Seçilen metin:
• • • •

Biz Türkiye’nin “vatanperver” yurttaşları hayatımızı son kertede belirleyen güçlü bir devletin varlığını tanımış, kabul etmiş kişileriz — daha doğrusu kişilerdik. Bu devletimizin zevale uğramaması için niyaz ederdik. “Zeval” nedir, pek bilmezdik ama özellikle devletin uğramaması gereken bir şey olduğunu anlıyorduk. Devletimiz otoriter ve şefkatli bir “baba”ya benzerdi. Bakar, görür ve bilirdi. Bizim için neyin iyi, neyin kötü olduğunu o bilirdi. Dolayısıyla işlerin gerektiği gibi yürümediği durumlarda (çünkü böyle durumlar olabiliyordu) müdahale eder ve sapmayı düzeltirdi. “Devlet” denince, bu, “yekpare” bir şey değildi. Ayrı kolları, daireleri v.b. vardı. Bir gün polis, bir başka gün asker olarak çıkabilirdi karşımıza —derken vergi memuru kılığına girerdi. Ama bilirdik ki hepsinin merkezinde Silahlı Kuvvetler bulunuyordu. Bu hep böyle olmuş, ancak 27 Mayıs’tan sonra hayatın temposunu belirleyen güç haline gelmişti. Bir parlamentomuz vardı. Seçim yapıyor, kimin iktidar olacağını bu seçime göre belirliyorduk. Ama “iktidar” olanlar bu işi her zaman gerektiği gibi yerine getiremiyorlardı. İşte böyle durumlarda Silahlı Kuvvetler müdahale ediyor, yanlışı düzeltiyorlardı (bu “düzeltme” işinin Başbakan’ı asma aşamasına geldiği de olmuştu).

• • • •

Kayıtlı satırlar:
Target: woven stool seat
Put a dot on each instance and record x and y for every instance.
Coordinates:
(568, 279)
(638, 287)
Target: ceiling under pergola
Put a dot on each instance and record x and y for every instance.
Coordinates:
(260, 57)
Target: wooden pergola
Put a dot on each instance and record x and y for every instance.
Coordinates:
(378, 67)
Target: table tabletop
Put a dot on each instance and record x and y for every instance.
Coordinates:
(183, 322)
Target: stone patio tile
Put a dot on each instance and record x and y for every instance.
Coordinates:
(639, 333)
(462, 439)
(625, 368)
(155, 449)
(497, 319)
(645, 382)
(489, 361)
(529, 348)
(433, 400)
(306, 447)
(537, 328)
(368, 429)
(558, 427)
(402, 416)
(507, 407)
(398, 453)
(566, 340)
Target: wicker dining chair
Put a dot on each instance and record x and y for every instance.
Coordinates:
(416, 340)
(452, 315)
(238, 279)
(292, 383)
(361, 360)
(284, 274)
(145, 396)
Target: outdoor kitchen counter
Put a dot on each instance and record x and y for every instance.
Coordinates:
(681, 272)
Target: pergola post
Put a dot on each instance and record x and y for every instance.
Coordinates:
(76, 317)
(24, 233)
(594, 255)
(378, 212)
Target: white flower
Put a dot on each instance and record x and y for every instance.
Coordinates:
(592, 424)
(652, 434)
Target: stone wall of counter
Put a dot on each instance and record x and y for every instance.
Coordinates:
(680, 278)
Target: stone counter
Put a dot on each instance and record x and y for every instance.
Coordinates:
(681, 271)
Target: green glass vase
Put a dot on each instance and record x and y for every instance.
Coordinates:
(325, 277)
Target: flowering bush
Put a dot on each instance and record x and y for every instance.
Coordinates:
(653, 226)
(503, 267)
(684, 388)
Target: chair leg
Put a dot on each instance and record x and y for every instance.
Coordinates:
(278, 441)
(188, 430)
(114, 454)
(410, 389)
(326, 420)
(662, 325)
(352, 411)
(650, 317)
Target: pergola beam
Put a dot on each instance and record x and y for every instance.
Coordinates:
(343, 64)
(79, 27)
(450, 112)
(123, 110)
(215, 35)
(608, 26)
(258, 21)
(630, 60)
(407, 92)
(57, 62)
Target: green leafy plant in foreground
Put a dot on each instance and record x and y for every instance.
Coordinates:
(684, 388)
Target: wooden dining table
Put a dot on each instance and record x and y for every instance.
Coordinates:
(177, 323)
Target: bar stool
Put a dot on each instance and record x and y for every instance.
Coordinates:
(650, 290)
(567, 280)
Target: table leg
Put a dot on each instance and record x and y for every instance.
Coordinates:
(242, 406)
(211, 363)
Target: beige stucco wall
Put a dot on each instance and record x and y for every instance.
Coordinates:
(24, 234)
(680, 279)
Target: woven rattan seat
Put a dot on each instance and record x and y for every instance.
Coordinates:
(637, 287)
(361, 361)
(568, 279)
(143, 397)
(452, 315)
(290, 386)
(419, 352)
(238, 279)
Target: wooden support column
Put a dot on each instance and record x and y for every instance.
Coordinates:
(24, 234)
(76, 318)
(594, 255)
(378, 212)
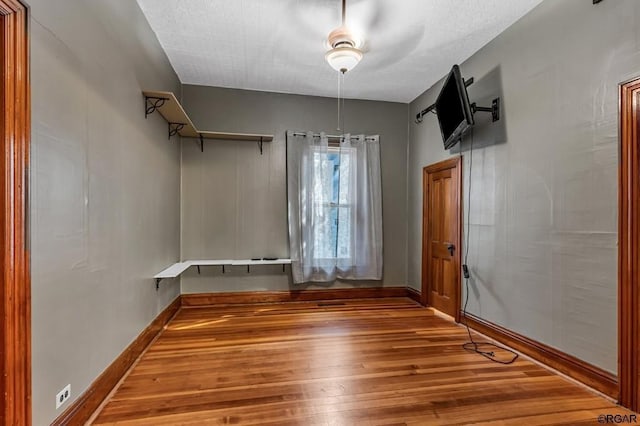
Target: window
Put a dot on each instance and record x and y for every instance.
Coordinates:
(331, 187)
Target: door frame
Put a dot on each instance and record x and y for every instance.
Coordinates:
(628, 246)
(15, 293)
(455, 164)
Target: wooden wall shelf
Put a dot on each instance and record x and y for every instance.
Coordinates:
(179, 123)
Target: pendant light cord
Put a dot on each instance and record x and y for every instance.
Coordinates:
(339, 92)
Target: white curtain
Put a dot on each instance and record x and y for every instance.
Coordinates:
(335, 208)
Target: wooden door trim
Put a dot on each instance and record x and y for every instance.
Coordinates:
(15, 296)
(628, 241)
(455, 164)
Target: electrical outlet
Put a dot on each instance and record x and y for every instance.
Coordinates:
(62, 396)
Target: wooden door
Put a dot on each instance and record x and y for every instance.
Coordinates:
(441, 237)
(629, 247)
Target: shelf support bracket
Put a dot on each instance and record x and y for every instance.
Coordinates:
(174, 128)
(152, 103)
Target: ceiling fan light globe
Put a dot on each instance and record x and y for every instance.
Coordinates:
(343, 59)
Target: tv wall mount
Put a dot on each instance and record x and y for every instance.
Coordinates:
(494, 109)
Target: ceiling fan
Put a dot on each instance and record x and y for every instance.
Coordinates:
(378, 29)
(345, 53)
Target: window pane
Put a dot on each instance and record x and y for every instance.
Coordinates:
(332, 173)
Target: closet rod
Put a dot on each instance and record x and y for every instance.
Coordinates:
(317, 135)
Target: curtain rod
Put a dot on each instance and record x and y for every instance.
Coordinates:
(317, 135)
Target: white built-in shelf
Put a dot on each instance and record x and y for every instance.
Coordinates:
(176, 269)
(179, 122)
(173, 271)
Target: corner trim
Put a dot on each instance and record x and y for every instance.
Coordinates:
(248, 297)
(87, 403)
(589, 374)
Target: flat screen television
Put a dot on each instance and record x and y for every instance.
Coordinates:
(453, 109)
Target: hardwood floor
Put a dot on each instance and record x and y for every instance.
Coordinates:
(357, 362)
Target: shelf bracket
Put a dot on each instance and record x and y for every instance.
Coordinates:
(151, 104)
(174, 128)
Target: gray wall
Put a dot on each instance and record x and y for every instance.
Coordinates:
(104, 191)
(543, 236)
(234, 200)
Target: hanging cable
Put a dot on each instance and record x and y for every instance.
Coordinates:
(342, 100)
(472, 345)
(339, 91)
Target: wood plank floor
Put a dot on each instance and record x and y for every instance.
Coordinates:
(363, 362)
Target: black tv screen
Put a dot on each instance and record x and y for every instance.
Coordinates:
(453, 108)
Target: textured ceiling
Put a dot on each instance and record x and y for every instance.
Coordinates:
(279, 45)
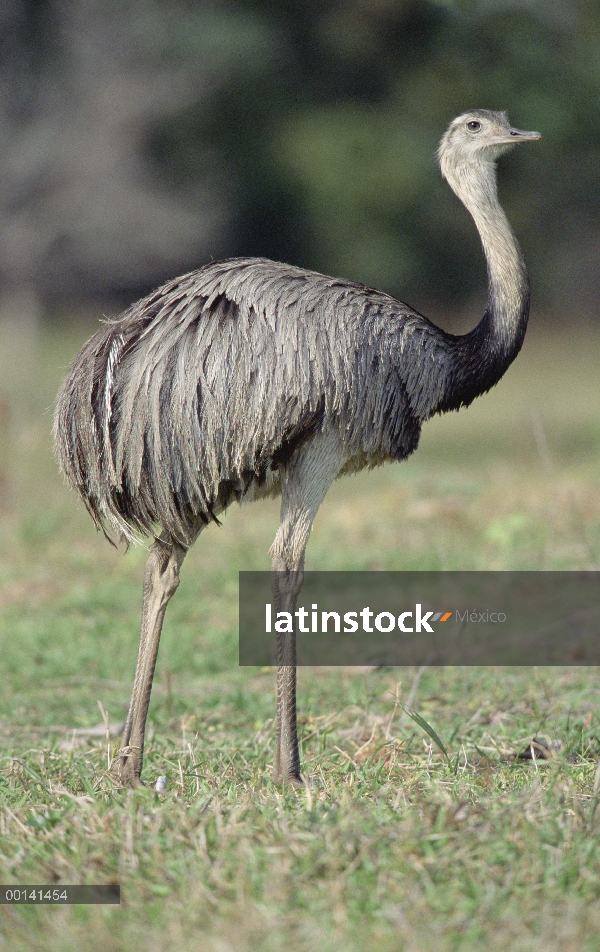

• • • •

Görev: Devlet ile Silahlı Kuvvetler üzerine olan seçilen metni, hiçbir değişiklik yapmadan baştan sona aynen yazıya geçiriniz.

Yanıt aşağıda:
Biz Türkiye’nin “vatanperver” yurttaşları hayatımızı son kertede belirleyen güçlü bir devletin varlığını tanımış, kabul etmiş kişileriz — daha doğrusu kişilerdik. Bu devletimizin zevale uğramaması için niyaz ederdik. “Zeval” nedir, pek bilmezdik ama özellikle devletin uğramaması gereken bir şey olduğunu anlıyorduk. Devletimiz otoriter ve şefkatli bir “baba”ya benzerdi. Bakar, görür ve bilirdi. Bizim için neyin iyi, neyin kötü olduğunu o bilirdi. Dolayısıyla işlerin gerektiği gibi yürümediği durumlarda (çünkü böyle durumlar olabiliyordu) müdahale eder ve sapmayı düzeltirdi. “Devlet” denince, bu, “yekpare” bir şey değildi. Ayrı kolları, daireleri v.b. vardı. Bir gün polis, bir başka gün asker olarak çıkabilirdi karşımıza —derken vergi memuru kılığına girerdi. Ama bilirdik ki hepsinin merkezinde Silahlı Kuvvetler bulunuyordu. Bu hep böyle olmuş, ancak 27 Mayıs’tan sonra hayatın temposunu belirleyen güç haline gelmişti. Bir parlamentomuz vardı. Seçim yapıyor, kimin iktidar olacağını bu seçime göre belirliyorduk. Ama “iktidar” olanlar bu işi her zaman gerektiği gibi yerine getiremiyorlardı. İşte böyle durumlarda Silahlı Kuvvetler müdahale ediyor, yanlışı düzeltiyorlardı (bu “düzeltme” işinin Başbakan’ı asma aşamasına geldiği de olmuştu).